### [THE PROBLEM]
Beginning at the line below that contains "Tell me — is the distant" and stopping after the line that contains "[[0, 0, 119, 155], [124, 0, 200, 160]]", recast those lines as a JSON list of strings, one string per line, omitting any blank lines.

### [PROVIDED ENTRIES]
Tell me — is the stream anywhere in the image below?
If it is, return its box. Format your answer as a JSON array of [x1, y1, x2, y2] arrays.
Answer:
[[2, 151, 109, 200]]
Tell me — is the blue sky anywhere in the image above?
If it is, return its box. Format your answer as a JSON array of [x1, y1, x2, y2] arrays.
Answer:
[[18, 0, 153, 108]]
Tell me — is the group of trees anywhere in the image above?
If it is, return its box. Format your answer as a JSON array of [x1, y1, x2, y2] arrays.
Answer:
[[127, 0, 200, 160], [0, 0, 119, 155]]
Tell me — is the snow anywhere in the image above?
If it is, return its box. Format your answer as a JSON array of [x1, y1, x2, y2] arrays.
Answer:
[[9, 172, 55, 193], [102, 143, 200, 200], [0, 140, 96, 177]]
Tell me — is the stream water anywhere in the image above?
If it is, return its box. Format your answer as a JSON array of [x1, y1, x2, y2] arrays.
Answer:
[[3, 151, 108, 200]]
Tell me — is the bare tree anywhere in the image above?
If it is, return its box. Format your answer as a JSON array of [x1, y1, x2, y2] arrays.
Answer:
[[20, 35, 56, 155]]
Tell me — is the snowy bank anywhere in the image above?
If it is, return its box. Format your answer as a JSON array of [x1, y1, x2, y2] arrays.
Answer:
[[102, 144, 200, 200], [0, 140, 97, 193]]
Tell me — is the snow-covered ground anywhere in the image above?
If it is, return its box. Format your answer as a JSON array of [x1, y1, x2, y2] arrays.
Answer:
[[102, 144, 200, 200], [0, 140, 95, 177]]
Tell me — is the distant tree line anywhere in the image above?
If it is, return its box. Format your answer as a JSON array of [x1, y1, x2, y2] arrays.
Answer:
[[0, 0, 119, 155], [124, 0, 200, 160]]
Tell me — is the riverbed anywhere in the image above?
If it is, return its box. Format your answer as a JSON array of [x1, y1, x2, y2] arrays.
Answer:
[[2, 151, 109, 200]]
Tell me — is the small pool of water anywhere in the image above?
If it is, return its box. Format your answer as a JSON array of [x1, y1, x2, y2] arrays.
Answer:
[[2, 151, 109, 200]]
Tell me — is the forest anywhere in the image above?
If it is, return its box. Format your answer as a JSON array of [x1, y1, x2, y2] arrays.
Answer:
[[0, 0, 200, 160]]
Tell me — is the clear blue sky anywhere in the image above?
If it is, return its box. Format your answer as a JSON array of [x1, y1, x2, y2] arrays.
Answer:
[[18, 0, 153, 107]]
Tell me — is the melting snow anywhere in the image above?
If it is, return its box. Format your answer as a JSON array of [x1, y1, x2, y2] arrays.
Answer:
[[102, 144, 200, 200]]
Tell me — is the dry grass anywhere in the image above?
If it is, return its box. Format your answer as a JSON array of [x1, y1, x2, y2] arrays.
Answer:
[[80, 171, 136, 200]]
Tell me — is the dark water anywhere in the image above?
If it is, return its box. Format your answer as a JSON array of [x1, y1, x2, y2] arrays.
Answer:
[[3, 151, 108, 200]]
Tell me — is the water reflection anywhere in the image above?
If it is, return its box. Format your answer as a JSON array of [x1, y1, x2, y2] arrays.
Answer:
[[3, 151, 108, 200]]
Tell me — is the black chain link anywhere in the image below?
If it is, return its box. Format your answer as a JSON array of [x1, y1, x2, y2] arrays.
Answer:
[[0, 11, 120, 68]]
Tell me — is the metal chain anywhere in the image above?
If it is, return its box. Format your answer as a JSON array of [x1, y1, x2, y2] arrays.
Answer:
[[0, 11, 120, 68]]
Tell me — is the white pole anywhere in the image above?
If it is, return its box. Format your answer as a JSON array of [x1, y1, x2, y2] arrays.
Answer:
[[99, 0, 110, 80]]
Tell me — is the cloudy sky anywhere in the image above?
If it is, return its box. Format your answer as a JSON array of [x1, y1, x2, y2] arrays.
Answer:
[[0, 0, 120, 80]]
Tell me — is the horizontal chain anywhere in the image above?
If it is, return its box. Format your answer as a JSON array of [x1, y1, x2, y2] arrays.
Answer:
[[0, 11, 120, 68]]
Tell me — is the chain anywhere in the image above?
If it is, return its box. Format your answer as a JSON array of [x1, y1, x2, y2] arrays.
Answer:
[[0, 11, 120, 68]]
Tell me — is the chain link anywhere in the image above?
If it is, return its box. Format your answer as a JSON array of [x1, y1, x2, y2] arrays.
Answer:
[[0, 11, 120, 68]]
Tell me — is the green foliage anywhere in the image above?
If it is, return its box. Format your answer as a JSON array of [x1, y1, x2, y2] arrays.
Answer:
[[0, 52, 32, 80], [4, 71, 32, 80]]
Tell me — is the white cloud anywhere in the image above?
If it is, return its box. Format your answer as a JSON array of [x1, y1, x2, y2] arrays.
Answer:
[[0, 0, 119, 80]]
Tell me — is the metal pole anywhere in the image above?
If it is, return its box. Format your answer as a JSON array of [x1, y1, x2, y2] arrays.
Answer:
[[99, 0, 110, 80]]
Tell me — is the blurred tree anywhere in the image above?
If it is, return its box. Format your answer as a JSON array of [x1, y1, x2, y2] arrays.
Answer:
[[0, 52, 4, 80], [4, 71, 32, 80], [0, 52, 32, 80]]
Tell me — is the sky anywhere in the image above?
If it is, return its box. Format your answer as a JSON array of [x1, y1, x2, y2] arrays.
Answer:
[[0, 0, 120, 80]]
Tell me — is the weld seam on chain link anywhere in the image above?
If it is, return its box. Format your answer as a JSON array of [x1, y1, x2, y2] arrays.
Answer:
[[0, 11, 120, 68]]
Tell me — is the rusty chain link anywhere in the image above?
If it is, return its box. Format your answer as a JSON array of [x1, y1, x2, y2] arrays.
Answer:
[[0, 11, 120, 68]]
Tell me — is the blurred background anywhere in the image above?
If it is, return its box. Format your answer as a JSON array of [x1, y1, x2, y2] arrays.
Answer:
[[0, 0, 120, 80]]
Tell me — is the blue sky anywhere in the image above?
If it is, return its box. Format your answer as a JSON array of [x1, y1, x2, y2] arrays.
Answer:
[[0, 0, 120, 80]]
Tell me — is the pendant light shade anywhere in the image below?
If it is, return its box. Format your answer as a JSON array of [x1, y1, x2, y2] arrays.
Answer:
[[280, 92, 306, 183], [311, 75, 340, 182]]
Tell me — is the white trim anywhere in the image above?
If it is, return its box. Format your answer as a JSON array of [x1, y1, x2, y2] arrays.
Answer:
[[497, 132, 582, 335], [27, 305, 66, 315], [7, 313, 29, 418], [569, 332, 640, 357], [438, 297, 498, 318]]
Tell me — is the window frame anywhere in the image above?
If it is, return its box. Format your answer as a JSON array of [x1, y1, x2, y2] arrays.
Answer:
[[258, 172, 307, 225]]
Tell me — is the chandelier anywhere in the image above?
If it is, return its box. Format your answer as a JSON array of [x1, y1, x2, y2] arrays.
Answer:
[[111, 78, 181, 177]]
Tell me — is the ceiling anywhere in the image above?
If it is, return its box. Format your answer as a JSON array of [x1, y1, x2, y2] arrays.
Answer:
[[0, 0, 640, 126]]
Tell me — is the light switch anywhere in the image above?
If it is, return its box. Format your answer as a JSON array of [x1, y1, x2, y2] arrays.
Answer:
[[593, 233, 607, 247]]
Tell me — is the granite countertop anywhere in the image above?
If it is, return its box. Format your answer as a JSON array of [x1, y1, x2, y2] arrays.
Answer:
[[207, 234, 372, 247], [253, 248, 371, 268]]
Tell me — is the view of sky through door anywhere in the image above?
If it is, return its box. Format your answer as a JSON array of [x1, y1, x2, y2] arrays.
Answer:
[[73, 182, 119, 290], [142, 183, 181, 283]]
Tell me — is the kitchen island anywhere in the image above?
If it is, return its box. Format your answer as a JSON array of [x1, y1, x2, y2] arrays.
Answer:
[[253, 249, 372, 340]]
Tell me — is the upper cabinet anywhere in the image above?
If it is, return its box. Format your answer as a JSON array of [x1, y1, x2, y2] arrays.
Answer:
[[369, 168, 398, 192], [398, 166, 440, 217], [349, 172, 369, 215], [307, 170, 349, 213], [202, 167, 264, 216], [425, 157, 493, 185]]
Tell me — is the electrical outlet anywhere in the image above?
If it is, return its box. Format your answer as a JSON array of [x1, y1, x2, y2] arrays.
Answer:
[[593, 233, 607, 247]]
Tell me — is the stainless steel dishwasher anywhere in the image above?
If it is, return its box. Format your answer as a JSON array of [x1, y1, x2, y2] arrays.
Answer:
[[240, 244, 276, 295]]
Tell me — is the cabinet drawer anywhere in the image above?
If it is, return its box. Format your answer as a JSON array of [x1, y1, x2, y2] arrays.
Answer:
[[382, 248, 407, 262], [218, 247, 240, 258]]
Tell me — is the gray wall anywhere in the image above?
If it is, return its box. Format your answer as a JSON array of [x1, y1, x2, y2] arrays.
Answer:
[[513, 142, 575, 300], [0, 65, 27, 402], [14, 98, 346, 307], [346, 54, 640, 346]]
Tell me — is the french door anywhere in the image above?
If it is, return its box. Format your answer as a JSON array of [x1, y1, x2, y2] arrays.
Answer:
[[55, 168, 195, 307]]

### [SOLUTION TO THIS TASK]
[
  "Tell me — is the distant tree line anywhere in the image above?",
  "If it is, return its box. Format your answer as a JSON array of [x1, y1, x2, y2] arrays.",
  "Answer:",
  "[[0, 0, 119, 155], [124, 0, 200, 160]]"
]